═════ Dados fornecidos ═════

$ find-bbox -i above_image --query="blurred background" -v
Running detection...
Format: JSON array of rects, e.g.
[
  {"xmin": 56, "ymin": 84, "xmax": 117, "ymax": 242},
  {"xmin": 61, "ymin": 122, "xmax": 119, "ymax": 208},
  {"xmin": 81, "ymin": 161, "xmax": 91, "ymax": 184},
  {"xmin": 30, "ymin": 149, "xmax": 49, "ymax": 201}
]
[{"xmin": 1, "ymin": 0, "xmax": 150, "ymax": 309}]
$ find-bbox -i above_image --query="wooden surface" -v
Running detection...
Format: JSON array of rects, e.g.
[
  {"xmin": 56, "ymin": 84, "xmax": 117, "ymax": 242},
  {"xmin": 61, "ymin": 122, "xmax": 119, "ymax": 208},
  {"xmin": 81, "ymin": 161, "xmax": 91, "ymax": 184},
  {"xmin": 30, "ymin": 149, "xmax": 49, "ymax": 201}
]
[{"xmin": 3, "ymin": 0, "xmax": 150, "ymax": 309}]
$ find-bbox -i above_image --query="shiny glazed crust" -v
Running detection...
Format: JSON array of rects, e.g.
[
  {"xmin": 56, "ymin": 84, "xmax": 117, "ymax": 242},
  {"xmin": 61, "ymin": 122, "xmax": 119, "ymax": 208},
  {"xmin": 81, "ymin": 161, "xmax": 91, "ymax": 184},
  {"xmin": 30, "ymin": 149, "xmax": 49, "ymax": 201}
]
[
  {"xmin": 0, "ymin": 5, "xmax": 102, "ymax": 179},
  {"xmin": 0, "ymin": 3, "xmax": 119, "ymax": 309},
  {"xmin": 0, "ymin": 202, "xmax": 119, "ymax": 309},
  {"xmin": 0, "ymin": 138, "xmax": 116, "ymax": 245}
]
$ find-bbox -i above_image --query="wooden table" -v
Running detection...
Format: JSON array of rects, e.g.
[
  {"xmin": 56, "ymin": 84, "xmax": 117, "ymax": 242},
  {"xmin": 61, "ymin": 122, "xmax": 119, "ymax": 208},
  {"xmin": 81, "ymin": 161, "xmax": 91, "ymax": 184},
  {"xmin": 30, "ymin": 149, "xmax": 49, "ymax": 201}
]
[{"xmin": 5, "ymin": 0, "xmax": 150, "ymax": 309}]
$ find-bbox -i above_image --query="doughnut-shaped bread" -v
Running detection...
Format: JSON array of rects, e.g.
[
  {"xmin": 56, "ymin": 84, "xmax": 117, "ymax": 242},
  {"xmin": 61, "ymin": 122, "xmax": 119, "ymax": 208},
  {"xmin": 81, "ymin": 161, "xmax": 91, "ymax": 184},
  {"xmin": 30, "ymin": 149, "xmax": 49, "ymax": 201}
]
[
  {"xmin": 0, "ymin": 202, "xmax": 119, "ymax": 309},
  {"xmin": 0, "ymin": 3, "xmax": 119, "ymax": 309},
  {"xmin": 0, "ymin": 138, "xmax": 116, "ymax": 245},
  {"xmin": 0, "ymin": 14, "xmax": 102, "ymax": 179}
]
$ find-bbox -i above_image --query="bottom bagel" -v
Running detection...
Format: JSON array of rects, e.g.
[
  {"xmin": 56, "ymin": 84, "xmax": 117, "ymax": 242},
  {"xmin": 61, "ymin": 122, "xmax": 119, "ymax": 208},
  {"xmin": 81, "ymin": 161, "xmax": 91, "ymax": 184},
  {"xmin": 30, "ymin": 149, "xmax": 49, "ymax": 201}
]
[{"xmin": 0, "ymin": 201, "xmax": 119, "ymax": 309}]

═════

O que fazer = Identifique nos itens acima cada linha em que aparece a palavra "wooden". Copie essas linhas.

Resposta da tarefa =
$ find-bbox -i above_image --query="wooden surface" -v
$ find-bbox -i above_image --query="wooden table" -v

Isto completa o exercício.